Problems and tasks:
1. List every source cited in parentheses in the passage on incarceration and health, with its year.
2. Continue the passage on incarceration and health from its last sentence.

Study text:
One of the goals for Health People 2020 is to reduce health disparities for people of color. Yet, it is unclear how the criminal justice system can contribute to this goal (Freudenberg & Heller, 2016). Moreover, incarcerated persons are excluded from national health surveys and correctional facilities often have an inadequate surveillance system for providing valid and reliable data on the health status of inmates. The 2002 National Commission on Correctional Health Care report on the health status of inmates that was presented to the U.S. Congress concludes that there is a tremendous and largely unexploited opportunity to benefit public health by illuminating health disparities among inmates and improving correctional health care practices. Understanding the health profile and healthcare needs of the incarcerated population is imperative for achieving health equity and maintaining the public health of the local communities from which inmates are drawn. Compared to 16 high-income nations, the United States ranks last in life expectancy, relatively poorly (and in many instances last) on virtually all indicators of health, and health improvements in the United States have not kept pace with that in other high-income countries (National Research Council & Institute of Medicine [NRC/IOM], 2013). To better understand why Americans fare so poorly relative to individuals in other high-income countries in terms of health, we argue that incarceration rates should be considered when comparing health within and among countries (see Wildeman, 2016).

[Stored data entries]
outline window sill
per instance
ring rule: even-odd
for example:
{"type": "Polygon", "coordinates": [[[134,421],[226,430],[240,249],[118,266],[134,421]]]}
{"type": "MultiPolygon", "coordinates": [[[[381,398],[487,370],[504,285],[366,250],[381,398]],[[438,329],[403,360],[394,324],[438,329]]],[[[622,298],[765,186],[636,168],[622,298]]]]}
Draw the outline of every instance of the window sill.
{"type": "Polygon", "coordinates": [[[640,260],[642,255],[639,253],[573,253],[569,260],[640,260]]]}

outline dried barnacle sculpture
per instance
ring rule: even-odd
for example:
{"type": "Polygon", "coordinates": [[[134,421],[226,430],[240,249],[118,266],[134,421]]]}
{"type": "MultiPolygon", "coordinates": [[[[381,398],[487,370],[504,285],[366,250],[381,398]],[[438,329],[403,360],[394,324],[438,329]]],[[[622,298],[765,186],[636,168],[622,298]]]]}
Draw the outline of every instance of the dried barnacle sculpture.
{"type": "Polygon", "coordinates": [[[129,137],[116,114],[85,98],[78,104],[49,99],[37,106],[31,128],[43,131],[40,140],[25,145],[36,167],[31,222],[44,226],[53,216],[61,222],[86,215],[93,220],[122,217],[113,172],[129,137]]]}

Set of answers:
1.
Freudenberg & Heller, 2016
National Research Council & Institute of Medicine (NRC/IOM), 2013
Wildeman, 2016

2.
In this paper, we show that prisoners report worse health than their noninstitutionalized counterparts. Incarceration is associated with a higher prevalence of hypertension, diabetes, heart problems, asthma, kidney problems, stroke, arthritis, and STI, with differences larger for whites than blacks, especially among women. Some support is found for the main hypothesis that race disparities are muted in prisons than the general community. After adjusting for age and education, we find that male prisons have smaller black-white disparities for kidney problems, stroke, and arthritis compared to men in the general population. For women the hypothesis is supported for hypertension, diabetes, heart problems, kidney problems, and stroke. Black-white disparities are actually larger in prisons for obesity among both men and women and for STI for men. Overall, these findings are consistent with previous studies (Binswanger et al., 2009, Binswanger et al., 2010, Harris et al., 2007, Wilper et al., 2009); however, our study provides further confirmation by stratifying by both sex and race among U.S. prisoners. This study demonstrates that the poor health documented among prisoners is not necessarily due to the overrepresentation of people of color within prisons. These results provide evidence that the selection of more unhealthy persons into prisons is only moderately stronger among white compared to black men but noteworthy among white compared to black women.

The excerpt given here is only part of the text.